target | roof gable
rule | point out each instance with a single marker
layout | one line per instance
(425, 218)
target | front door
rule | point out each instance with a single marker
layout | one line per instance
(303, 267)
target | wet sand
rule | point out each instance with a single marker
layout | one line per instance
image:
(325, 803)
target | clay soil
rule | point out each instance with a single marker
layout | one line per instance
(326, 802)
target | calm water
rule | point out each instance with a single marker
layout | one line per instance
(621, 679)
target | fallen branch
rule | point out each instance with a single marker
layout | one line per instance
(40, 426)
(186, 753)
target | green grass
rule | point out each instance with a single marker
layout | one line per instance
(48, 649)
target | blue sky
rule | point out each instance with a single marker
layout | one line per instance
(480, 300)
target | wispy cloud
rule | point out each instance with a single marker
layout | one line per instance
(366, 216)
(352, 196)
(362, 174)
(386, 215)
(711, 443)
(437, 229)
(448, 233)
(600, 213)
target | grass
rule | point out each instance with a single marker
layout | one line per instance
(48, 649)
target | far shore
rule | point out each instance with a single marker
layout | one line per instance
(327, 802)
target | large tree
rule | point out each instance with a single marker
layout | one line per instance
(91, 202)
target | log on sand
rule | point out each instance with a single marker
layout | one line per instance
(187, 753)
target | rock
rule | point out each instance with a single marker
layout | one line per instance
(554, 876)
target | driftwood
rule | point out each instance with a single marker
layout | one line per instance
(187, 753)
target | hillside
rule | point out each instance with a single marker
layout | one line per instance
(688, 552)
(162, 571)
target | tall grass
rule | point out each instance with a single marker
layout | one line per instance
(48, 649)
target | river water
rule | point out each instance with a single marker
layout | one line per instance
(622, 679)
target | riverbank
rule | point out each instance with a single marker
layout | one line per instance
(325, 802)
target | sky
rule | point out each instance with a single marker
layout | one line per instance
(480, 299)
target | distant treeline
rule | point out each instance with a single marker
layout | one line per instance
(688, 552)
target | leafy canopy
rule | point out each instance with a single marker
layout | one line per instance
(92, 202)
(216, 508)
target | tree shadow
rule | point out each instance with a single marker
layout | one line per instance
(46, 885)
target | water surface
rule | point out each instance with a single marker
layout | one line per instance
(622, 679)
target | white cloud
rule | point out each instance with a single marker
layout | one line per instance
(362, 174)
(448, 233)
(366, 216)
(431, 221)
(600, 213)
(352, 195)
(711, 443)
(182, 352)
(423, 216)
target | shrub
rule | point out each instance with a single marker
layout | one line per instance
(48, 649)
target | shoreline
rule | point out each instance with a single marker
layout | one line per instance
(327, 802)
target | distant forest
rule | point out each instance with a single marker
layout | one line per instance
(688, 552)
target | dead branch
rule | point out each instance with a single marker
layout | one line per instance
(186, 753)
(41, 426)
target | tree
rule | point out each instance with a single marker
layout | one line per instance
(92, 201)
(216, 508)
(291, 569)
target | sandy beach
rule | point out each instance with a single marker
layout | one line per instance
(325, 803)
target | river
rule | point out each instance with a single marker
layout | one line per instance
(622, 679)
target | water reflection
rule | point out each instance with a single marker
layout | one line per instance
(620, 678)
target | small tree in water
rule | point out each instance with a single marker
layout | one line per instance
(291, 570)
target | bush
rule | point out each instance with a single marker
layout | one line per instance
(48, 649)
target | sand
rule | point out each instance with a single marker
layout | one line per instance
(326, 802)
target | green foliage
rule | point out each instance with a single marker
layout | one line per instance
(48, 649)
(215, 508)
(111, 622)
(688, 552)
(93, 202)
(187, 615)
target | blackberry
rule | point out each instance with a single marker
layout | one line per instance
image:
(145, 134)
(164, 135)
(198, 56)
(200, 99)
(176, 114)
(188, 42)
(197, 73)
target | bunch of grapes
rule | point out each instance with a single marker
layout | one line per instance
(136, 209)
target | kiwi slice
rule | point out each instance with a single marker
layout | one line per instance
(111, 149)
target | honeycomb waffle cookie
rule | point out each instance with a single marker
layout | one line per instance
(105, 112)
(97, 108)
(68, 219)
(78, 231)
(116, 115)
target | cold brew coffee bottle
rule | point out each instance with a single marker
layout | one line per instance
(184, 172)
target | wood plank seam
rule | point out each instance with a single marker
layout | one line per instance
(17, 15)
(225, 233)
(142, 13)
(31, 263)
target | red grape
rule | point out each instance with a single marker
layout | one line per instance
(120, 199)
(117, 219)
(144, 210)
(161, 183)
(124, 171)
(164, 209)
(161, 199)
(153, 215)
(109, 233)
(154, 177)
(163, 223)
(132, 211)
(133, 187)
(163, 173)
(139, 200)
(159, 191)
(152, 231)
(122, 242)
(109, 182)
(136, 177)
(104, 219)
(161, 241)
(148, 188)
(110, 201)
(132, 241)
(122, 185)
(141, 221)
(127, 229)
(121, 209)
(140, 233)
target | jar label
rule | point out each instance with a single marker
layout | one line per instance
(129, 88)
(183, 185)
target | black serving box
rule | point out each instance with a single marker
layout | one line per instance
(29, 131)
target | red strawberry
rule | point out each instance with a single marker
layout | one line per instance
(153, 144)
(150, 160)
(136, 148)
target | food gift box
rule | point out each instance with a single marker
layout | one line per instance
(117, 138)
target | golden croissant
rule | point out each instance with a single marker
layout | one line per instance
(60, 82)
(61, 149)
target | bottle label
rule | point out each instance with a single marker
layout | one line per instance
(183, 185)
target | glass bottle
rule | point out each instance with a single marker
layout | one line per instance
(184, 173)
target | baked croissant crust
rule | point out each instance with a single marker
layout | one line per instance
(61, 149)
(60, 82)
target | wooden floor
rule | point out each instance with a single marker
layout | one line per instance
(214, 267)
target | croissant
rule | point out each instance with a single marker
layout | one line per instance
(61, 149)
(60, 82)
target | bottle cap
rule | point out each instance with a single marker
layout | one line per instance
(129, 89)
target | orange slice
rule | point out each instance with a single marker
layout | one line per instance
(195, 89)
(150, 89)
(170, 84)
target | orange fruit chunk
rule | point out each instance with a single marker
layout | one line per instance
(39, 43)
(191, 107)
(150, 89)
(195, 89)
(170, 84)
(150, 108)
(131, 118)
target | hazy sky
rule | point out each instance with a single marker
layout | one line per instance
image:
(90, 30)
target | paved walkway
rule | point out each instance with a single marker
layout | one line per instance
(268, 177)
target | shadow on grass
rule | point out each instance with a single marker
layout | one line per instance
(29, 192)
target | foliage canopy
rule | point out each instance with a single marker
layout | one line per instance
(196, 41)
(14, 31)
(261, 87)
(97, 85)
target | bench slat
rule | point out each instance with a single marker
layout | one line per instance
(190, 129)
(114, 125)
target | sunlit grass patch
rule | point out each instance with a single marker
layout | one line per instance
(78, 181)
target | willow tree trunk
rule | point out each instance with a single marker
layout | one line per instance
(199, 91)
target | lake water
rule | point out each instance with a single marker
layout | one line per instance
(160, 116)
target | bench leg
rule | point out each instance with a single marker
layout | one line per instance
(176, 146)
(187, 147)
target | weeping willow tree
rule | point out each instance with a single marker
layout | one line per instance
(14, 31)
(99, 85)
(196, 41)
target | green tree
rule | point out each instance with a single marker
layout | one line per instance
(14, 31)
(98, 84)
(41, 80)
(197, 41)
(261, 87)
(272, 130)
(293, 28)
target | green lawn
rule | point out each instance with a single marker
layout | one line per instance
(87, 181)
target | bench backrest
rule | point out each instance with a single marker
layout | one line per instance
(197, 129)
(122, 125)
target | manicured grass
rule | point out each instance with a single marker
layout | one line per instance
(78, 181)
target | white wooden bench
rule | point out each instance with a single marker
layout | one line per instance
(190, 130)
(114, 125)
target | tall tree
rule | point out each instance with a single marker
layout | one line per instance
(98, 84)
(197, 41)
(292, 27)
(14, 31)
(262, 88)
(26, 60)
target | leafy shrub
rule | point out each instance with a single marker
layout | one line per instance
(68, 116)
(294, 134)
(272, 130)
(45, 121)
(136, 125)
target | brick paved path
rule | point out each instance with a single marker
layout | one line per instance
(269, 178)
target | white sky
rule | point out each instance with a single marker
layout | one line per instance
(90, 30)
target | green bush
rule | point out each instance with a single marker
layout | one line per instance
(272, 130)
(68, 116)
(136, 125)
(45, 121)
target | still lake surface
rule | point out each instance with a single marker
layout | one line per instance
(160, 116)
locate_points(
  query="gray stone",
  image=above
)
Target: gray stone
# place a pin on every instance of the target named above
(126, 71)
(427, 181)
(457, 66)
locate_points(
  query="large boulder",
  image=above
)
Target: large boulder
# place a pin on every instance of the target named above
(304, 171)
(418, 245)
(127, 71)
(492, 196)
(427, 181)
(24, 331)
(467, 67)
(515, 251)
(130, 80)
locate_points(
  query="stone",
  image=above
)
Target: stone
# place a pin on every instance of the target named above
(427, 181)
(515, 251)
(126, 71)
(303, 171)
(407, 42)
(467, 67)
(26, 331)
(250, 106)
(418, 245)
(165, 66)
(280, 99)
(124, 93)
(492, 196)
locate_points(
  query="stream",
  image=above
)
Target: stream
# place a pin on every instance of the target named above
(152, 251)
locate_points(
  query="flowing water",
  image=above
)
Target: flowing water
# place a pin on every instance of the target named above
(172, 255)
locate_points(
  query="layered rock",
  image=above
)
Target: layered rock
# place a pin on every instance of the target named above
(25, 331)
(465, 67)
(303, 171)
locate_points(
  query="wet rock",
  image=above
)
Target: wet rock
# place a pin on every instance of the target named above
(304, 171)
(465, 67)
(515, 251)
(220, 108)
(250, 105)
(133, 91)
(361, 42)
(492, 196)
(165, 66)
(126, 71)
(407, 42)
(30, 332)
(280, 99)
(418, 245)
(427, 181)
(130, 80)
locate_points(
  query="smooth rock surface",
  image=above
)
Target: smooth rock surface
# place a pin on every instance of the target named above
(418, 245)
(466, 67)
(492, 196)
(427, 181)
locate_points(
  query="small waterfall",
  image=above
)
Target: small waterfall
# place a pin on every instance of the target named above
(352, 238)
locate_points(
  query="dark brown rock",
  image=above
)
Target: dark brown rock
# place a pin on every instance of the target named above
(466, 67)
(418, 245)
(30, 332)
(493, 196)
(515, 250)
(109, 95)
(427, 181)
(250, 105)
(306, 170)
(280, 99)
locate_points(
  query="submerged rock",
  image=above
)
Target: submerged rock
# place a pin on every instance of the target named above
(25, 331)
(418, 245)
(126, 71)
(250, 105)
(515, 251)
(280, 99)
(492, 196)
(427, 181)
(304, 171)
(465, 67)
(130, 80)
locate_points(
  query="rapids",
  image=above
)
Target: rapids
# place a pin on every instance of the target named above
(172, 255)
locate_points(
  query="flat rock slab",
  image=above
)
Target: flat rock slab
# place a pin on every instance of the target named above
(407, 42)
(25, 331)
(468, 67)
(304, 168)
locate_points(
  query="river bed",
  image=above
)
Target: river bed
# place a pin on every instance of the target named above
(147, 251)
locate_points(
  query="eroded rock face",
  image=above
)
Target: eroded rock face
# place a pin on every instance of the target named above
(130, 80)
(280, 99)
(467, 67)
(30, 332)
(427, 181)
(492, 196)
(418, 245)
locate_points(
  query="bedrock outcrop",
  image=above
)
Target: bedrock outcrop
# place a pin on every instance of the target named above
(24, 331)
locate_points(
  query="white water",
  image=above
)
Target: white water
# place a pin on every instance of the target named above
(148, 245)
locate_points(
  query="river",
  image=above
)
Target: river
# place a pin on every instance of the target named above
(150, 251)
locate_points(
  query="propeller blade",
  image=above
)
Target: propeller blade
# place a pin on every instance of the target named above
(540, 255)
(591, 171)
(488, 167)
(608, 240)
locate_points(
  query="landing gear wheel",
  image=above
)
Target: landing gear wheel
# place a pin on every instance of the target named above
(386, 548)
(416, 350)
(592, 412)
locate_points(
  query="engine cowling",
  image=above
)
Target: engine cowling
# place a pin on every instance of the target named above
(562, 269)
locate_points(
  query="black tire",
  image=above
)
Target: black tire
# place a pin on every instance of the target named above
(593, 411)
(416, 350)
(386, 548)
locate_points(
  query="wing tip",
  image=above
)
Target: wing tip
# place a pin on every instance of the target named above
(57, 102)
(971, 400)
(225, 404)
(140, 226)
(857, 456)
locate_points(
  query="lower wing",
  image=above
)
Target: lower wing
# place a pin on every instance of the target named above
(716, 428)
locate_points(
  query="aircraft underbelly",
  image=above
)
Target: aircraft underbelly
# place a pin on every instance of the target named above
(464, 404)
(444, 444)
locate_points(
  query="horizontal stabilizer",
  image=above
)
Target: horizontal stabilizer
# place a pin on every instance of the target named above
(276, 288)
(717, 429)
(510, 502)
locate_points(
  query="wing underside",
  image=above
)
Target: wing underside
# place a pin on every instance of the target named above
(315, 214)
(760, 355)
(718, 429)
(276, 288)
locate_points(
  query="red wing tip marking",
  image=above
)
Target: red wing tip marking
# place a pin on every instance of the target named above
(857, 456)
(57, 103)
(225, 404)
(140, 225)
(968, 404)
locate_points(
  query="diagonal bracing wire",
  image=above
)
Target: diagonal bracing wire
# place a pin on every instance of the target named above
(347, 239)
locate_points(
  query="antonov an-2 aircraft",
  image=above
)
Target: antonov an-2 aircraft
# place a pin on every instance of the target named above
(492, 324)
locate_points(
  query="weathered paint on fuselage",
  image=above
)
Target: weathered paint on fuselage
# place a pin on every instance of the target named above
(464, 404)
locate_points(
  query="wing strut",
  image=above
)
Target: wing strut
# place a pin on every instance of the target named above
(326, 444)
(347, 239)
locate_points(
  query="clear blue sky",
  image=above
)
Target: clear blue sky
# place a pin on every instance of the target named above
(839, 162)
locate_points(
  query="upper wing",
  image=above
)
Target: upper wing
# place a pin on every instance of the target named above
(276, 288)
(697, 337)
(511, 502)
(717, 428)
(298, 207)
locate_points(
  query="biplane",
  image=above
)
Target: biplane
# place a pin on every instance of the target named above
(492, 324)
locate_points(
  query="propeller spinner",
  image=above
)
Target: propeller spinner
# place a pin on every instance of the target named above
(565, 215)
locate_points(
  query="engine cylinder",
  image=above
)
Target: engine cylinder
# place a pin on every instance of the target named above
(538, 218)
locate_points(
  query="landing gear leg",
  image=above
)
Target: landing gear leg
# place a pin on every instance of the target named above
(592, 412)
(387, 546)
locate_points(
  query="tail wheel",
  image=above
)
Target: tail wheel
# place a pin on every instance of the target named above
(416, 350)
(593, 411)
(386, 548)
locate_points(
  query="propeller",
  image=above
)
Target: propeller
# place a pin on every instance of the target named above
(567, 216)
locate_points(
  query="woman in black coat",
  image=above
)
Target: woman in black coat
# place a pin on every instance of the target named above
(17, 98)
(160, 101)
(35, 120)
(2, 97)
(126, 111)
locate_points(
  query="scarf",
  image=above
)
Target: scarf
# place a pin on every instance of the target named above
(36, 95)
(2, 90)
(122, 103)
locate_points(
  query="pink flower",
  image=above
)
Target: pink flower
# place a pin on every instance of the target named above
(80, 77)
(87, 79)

▶ [PROBLEM REQUIREMENTS]: Which lines in the listing contain the string "paint"? Copy out every one of them.

▶ [SOLVED PROBLEM]:
  query="weathered paint on fuselage",
Target: weathered paint on fuselage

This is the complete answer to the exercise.